▶ **Questions on the material**
a – Using the trial review, answer each question below on its own line, marked (i), (ii) and (iii) like the questions.
(i) How many patients in the experimental group received azithromycin together with hydroxychloroquine?
(ii) What age figure does the trial review give for the control group?
(iii) What color rating does the trial review assign to the study?
b – List every reason the trial review gives for why 6 patients in the hydroxychloroquine group did not complete the study.

▶ **Given passage**
--
Hydroxychloroquine and azithromycin as a treatment of COVID-19: results of an open-label non-randomized clinical trial.
Gautret P, Lagier JC, Parola P, et al. Hydroxychloroquine and azithromycin as a treatment of COVID-19: results of an open-label non-randomized clinical trial [published online ahead of print, 2020 Mar 20]. Int J Antimicrob Agents. 2020;105949. doi:10.1016/j.ijantimicag.2020.105949
Review written by:
Bryan Wang, edited by Shawn Sun
Yellow - Moderate evidence towards reducing viral load in patients, but lacks clinical outcomes and is not rigorously controlled.
The trial enrolled 20 COVID-19+ patients in the experimental group and 16 COVID-19+ patients in the control group. In the experimental group, 6 patients received azithromycin in combination with hydroxychloroquine and 14 received hydroxychloroquine alone. Their primary endpoint was the proportion of subjects achieving virologic clearance of SARS-CoV2 (undetectable by nasopharyngeal swab) day 6 after treatment initiation.
They found that there was a significant difference in achievement of virologic clearance between all patients who received hydroxychloroquine and control patients assayed on each of days 3 through 6 after treatment initiation (p0.05), with those receiving azithromycin in conjunction having a more significant effect size.
In order of importance:
The first caveat is that speed of progression from PCR-positive to PCR-negative nasal swabs is not an indicator of disease progression or severity, so no conclusions can be drawn about whether or not this treatment would be effective in improving clinical outcomes, though the study does not aim to test this. .
Another important limitation is that 6 patients in the hydroxychloroquine group did not complete the study (due to death, ICU transfer, patient discontinuation) and were not included in the outcome analysis. This represents a large part of the enrolled treatment group and includes severe cases, which, by virtue of elimination from the outcome analysis, may have biased toward increased likelihood of significance.
Difference in age between the control group (37.3) and the experimental group (51.2) is large, so cannot rule out an age-related effect.
The primary endpoint was the detection of virus in nasopharyngeal swabs at day 6 post inclusion in the study. However, the time between onset of symptoms and inclusion was not normalized in the study, and patients with longer time between onset and inclusion are more likely to test negative as time progresses. For the control group, asymptomatic patients were included for which this time would not be determined.
This trial was not blinded or randomized.
--
▶ **Material shown**

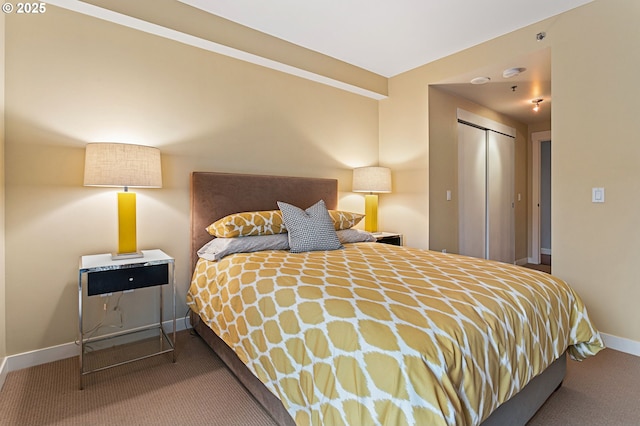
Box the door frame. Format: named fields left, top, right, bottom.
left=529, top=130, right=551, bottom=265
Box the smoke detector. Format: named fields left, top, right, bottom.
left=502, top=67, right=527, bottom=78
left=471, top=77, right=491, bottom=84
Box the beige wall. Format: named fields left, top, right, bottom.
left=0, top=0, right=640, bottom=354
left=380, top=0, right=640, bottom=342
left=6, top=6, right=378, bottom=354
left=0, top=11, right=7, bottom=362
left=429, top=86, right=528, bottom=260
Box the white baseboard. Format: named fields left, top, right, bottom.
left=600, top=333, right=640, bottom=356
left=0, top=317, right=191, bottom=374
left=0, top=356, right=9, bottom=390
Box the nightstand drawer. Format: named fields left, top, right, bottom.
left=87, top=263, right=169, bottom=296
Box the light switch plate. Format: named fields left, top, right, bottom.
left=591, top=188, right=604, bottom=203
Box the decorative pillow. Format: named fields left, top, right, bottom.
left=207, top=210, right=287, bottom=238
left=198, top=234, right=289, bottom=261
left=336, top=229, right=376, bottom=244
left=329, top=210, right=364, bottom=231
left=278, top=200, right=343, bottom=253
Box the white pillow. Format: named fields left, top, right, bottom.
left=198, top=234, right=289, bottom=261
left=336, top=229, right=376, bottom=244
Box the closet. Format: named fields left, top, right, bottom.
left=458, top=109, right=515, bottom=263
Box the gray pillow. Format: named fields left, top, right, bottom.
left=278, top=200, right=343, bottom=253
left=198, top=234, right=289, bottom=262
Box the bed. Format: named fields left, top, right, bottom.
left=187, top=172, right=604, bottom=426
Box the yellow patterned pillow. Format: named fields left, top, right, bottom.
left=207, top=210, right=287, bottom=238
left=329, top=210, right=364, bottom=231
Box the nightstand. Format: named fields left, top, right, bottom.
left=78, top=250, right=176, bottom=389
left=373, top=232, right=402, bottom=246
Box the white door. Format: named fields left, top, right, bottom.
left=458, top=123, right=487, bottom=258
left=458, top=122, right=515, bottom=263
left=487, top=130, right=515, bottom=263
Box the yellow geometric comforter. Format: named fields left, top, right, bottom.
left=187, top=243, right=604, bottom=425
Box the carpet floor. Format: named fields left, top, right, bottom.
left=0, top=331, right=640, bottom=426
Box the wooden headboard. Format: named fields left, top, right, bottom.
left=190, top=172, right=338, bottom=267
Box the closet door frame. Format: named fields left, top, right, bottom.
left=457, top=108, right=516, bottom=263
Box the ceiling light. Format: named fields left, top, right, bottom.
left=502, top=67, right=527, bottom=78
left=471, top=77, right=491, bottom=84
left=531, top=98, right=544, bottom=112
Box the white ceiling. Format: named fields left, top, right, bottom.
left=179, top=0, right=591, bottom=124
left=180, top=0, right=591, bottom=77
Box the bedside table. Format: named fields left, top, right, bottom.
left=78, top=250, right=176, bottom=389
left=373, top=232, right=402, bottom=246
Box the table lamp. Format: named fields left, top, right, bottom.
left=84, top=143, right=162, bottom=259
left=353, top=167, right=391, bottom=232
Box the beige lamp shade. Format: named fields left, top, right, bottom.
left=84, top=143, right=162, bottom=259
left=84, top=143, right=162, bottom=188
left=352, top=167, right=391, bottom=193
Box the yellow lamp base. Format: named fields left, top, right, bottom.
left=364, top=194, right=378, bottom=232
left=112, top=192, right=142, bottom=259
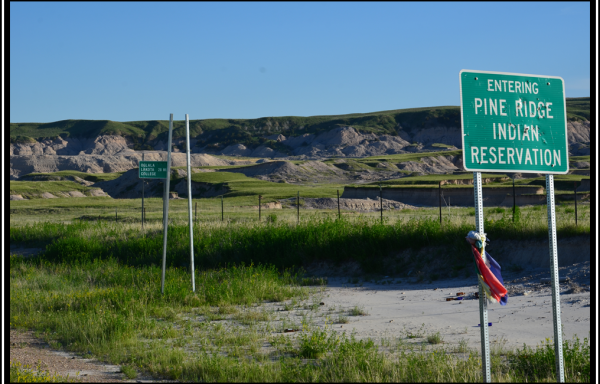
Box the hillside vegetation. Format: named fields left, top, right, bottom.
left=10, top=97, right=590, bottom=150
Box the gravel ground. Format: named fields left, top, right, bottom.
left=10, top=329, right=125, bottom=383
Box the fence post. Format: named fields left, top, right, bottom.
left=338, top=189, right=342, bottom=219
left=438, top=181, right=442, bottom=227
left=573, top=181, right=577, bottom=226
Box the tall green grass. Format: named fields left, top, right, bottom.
--
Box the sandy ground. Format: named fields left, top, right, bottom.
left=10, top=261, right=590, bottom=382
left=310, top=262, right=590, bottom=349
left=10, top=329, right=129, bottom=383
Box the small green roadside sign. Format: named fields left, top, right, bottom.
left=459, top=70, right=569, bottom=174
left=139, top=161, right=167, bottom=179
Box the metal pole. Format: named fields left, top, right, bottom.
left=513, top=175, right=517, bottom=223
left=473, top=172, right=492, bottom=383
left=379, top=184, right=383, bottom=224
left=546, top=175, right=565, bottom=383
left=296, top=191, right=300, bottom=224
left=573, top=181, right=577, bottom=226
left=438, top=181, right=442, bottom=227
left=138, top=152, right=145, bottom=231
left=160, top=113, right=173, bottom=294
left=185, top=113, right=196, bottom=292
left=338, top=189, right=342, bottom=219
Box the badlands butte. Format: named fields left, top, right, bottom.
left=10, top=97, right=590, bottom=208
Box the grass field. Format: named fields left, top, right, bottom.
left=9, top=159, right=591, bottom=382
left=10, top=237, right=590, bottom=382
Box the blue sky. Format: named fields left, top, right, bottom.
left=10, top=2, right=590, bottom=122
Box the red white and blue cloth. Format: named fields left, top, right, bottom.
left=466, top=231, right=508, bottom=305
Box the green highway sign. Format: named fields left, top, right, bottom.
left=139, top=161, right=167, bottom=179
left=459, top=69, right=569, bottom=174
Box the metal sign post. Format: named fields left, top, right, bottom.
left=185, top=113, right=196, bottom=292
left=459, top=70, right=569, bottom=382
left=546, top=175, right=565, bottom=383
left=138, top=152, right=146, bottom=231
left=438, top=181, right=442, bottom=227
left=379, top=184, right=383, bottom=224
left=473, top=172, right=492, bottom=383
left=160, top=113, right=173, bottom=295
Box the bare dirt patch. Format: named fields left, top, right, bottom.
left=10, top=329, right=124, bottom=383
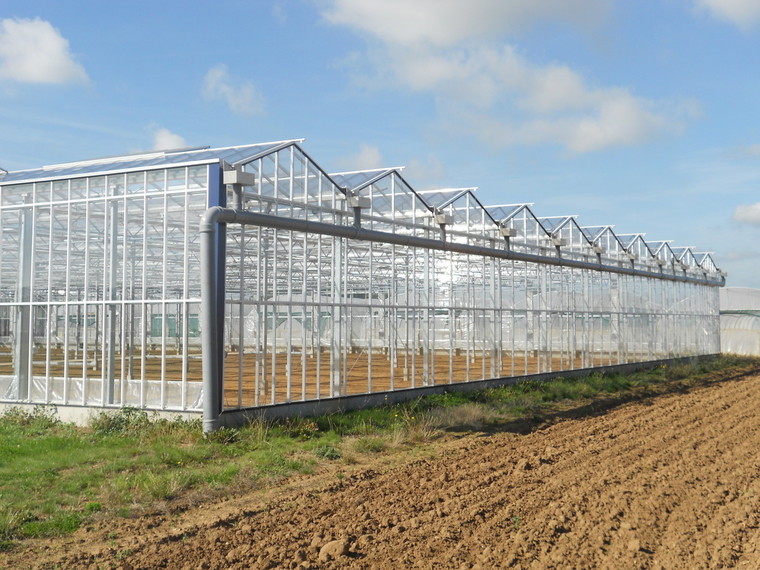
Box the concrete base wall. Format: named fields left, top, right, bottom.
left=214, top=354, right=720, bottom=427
--
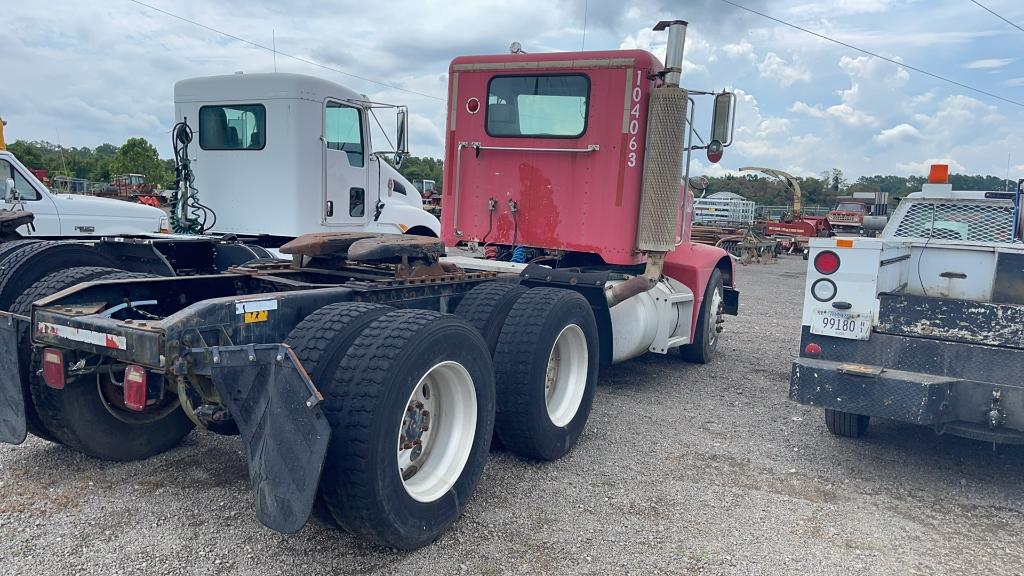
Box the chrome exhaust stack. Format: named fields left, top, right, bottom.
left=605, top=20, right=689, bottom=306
--
▶ **List of solutions**
a –
(i) 6
(ii) 37.3
(iii) Yellow

b – Death, ICU transfer, patient discontinuation